STUDENTS WILL BE AWARE OF THE SCIENTIFIC AND TECHNOLOGICAL CHALLENGES PRESENTED BY THE CONTINUOUS SIZE SCALING AND THE CURRENT TRENDS IN NANOELECTRONICS.
THE ENERGY BAND MODEL WILL BE CONSTANTLY USED TO PREDICT OR EXPLAIN THE ELECTRICAL AND OPTICAL BEHAVIOR OF SCHOTTKY/PN DIODES AND FIELD-EFFECT TRANSISTORS. THE COURSE CAN INCLUDE A LABORATORY PART IN WHICH STATE-OF-ART TECHNIQUES AND TOOLS ARE USED FOR ELECTRO-OPTICAL DEVICE CHARACTERIZATION.

> _Provided data_
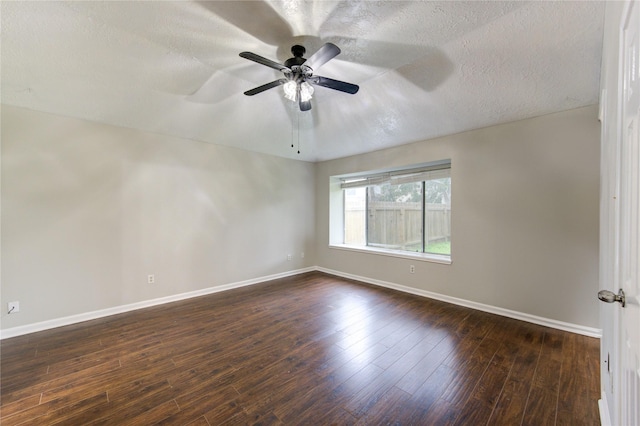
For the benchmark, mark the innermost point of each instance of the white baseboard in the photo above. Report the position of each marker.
(603, 406)
(73, 319)
(573, 328)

> _Task description_
Answer these questions about the course description.
(a) What challenges will students be aware of?
(b) Which model will be constantly used to predict or explain device behavior?
(c) What can the laboratory part use state-of-art techniques and tools for?

> _Solution to this problem_
(a) The scientific and technological challenges presented by the continuous size scaling and the current trends in nanoelectronics.
(b) The energy band model.
(c) Electro-optical device characterization.